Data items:
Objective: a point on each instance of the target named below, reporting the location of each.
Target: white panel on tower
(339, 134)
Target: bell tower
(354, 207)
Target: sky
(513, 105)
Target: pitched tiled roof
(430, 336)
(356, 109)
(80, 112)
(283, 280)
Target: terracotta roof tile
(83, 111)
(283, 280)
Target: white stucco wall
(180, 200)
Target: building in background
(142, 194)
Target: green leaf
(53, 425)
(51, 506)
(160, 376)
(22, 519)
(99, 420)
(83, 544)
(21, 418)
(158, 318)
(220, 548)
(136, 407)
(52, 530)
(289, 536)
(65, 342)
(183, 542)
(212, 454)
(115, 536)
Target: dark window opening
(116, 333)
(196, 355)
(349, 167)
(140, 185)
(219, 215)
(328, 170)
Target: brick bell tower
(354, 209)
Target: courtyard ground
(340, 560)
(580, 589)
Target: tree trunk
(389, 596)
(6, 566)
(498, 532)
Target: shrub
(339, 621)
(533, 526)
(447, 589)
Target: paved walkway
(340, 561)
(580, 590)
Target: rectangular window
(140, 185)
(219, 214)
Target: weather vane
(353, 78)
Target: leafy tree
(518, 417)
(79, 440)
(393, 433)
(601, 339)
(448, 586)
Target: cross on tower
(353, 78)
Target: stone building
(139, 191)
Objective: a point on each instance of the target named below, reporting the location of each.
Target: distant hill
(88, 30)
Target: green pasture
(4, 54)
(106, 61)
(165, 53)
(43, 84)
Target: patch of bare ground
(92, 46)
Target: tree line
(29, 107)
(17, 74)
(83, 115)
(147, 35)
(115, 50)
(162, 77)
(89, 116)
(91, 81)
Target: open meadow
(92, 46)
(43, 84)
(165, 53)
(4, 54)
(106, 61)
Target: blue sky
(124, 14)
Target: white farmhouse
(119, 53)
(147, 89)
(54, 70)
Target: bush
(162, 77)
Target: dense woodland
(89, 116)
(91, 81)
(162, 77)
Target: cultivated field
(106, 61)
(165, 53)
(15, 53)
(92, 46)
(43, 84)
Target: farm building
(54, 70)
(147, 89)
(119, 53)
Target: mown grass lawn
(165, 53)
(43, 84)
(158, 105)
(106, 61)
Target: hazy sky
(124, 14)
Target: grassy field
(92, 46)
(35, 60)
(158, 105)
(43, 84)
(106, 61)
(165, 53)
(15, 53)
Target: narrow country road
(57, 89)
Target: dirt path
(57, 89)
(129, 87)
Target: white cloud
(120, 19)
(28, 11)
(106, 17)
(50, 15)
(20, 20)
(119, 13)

**WHAT TO DO:** Copy nothing except the lines from the one holding "Target: weather vane" through the last line of the data above, and return them exactly.

**ANSWER BOX:**
Target: weather vane
(353, 78)
Target: leafy tree
(518, 417)
(79, 440)
(393, 433)
(601, 339)
(448, 586)
Target: cross on tower
(353, 78)
Target: stone building
(139, 191)
Objective: a point on each instance of the target named below, reporting the location of each.
Target: distant hill
(88, 30)
Target: green pasture
(4, 54)
(106, 61)
(165, 53)
(43, 84)
Target: patch of bare ground
(92, 46)
Target: tree line
(29, 107)
(17, 74)
(83, 115)
(147, 35)
(115, 50)
(162, 77)
(89, 116)
(91, 81)
Target: open meadow
(92, 46)
(43, 84)
(165, 53)
(4, 54)
(106, 61)
Target: blue sky
(124, 14)
Target: white farmhouse
(119, 53)
(147, 89)
(54, 70)
Target: bush
(162, 77)
Target: dense woodland
(89, 116)
(91, 81)
(162, 77)
Target: cultivated field
(106, 61)
(165, 53)
(15, 53)
(92, 46)
(43, 84)
Target: farm building
(54, 70)
(147, 89)
(119, 53)
Target: mown grass lawn
(165, 53)
(43, 84)
(158, 105)
(106, 61)
Target: hazy sky
(124, 14)
Target: grassy field
(92, 46)
(35, 60)
(158, 105)
(43, 84)
(106, 61)
(165, 53)
(15, 53)
Target: narrow country road
(57, 89)
Target: dirt path
(57, 89)
(129, 87)
Target: white cloud
(120, 19)
(28, 11)
(106, 17)
(50, 15)
(20, 20)
(119, 13)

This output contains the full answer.